# Required action
In the text below on bone mineral density testing, copy word for word the passage that begins at the words "What to Expect" and stops after the words "the referring physician.".

What is a Bone Mineral Density test?
A Bone Mineral Density test, also referred to as bone densitometry, uses special X-rays to measure how many grams of calcium and other bone minerals are packed into a segment of bone. The higher your mineral content, the denser your bones. BMD is an important diagnostic tool that not only measures the amount of calcium in certain bones, but also can be used to estimate the risk of a fracture. The test is easy, fast, painless, and non-invasive. Doctors use a bone density test to determine if you have, or at risk of, osteoporosis.
What is osteoporosis?
Osteoporosis is a disease in which bones become fragile and more likely to break. If not prevented or if left untreated, osteoporosis can progress painlessly until a bone breaks. These broken bones, also known as fractures, occur typically in the hip, spine, and wrist. Millions of Americans are at risk of getting osteoporosis.
Why might I need a Bone Mineral Density Test?
Bone Mineral Density tests are particularly important for women, who are at higher risk of getting osteoporosis. The test should be considered when:
- An X-ray reveals low bone mass or possible osteoporosis
- Menopause occurs prior to age 45 and the patient is not taking estrogen
- A woman is age 65 or older
- A post-menopausal woman sustains a fracture
- There is a family history of osteoporosis
- Steroids have been (or are) taken regularly
- Hyperthyroidism, diabetes, liver/kidney disease, or rheumatoid arthritis is present
The older you get, the higher your risk of osteoporosis because your bones become weaker as you age. You are also at greater risk for osteoporosis if you’re white or of Southeast Asian descent. Other risk factors include low body weight, personal history of fractures, and using certain medications that can cause bone loss.
What to Expect
Preparation: Dual Energy X-ray Absorptiometry or DEXA is the most common method used to measure bone density and requires no patient preparation.
Procedure: The patient simply lies on a padded table during the scan of a particular part of the body such as the lower spine and hip. The test period is short, usually only several minutes. A radiologist reads and compares the results to normal values and prepares a concise report for the referring physician.

# Given entries

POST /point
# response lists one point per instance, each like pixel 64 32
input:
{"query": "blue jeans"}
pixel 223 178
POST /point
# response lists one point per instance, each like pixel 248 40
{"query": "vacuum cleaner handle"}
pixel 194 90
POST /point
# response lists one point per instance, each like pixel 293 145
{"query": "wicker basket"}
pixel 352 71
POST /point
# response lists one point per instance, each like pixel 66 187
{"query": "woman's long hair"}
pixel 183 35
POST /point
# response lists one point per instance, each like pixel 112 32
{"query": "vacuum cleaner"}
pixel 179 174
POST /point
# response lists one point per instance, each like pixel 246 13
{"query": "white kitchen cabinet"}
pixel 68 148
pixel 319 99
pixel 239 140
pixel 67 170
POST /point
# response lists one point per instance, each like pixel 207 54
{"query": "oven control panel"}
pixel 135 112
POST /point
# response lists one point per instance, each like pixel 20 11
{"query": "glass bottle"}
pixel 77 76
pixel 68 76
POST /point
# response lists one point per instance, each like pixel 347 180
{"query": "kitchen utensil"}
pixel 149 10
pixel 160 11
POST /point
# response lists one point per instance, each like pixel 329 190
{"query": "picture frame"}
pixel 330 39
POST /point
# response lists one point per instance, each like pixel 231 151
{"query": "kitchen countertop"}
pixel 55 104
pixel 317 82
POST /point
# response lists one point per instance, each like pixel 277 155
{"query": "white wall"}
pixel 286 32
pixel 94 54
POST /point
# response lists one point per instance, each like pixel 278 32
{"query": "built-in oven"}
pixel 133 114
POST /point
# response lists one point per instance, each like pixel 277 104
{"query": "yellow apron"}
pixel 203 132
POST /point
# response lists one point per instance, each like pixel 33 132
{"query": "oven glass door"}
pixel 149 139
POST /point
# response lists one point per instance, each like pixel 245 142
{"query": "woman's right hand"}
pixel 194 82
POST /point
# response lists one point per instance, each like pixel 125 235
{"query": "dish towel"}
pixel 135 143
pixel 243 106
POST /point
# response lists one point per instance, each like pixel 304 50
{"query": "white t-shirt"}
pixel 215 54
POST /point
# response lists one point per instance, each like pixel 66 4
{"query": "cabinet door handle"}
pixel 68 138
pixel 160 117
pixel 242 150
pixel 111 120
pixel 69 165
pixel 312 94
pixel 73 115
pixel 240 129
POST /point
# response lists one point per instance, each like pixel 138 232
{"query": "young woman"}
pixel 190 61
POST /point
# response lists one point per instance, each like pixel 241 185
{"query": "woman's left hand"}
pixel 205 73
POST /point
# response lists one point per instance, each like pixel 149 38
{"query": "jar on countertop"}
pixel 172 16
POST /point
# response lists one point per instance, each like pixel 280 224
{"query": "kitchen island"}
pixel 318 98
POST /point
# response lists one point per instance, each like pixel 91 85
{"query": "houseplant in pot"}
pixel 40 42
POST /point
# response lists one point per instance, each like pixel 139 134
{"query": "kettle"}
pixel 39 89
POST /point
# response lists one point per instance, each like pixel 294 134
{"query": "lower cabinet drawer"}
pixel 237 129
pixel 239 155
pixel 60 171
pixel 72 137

# Your solution
What to Expect
Preparation: Dual Energy X-ray Absorptiometry or DEXA is the most common method used to measure bone density and requires no patient preparation.
Procedure: The patient simply lies on a padded table during the scan of a particular part of the body such as the lower spine and hip. The test period is short, usually only several minutes. A radiologist reads and compares the results to normal values and prepares a concise report for the referring physician.